(Excerpts of annotation records)
━━━━
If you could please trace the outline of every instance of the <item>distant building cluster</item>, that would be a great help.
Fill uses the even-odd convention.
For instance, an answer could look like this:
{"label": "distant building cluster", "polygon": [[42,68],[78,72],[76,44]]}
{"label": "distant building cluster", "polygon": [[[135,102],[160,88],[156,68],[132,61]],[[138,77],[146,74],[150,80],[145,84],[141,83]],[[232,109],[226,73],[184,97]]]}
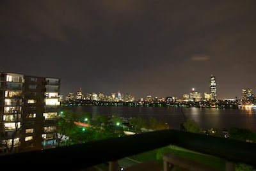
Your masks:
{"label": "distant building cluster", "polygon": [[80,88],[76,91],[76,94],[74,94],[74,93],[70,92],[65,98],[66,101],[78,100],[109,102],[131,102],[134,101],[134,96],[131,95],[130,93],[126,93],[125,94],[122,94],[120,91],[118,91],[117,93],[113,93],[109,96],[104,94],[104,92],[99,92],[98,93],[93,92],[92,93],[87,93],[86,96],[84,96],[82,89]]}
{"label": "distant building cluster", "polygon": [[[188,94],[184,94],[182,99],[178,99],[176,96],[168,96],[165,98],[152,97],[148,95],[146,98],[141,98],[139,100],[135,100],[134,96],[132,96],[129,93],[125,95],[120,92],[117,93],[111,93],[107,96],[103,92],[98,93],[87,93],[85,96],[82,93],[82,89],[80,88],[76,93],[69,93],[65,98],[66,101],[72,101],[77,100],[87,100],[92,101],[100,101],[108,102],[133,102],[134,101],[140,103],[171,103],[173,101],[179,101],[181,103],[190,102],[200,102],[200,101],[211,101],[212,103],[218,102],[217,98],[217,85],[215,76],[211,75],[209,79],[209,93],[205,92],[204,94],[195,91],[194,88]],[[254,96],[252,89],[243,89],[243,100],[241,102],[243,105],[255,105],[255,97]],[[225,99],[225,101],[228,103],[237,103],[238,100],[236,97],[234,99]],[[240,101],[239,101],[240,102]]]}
━━━━
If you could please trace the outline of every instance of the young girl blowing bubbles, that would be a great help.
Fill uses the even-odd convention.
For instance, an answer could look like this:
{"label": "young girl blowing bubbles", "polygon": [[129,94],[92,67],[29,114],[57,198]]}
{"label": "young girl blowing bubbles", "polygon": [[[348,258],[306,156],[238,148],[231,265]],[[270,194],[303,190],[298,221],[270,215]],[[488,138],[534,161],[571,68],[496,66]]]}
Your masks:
━━━━
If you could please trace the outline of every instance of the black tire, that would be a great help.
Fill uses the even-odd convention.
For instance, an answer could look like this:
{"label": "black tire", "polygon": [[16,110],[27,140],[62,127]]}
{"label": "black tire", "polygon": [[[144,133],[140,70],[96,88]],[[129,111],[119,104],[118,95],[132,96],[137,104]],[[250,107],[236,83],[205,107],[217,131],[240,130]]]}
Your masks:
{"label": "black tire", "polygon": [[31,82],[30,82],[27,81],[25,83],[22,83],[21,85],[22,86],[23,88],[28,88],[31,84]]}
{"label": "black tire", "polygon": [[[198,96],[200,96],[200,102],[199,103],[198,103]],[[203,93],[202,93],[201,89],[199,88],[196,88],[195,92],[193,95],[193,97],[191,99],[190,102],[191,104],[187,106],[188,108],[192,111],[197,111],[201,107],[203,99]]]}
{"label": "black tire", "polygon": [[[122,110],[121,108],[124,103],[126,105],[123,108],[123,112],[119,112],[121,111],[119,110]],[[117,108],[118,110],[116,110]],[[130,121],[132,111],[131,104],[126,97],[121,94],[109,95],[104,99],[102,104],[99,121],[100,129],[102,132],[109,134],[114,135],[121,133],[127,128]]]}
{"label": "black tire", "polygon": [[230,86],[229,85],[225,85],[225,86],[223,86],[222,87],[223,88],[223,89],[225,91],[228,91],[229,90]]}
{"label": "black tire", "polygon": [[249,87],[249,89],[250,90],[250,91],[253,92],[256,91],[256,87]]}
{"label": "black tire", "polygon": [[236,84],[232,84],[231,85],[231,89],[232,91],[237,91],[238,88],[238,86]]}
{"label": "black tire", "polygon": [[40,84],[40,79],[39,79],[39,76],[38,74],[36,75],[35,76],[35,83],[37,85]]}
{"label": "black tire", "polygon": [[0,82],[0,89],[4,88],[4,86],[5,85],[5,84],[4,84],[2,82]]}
━━━━
→ **Stated problem**: Count the lines of the data above that contain the word "every". Reply with only that number.

→ **Exercise output**: 3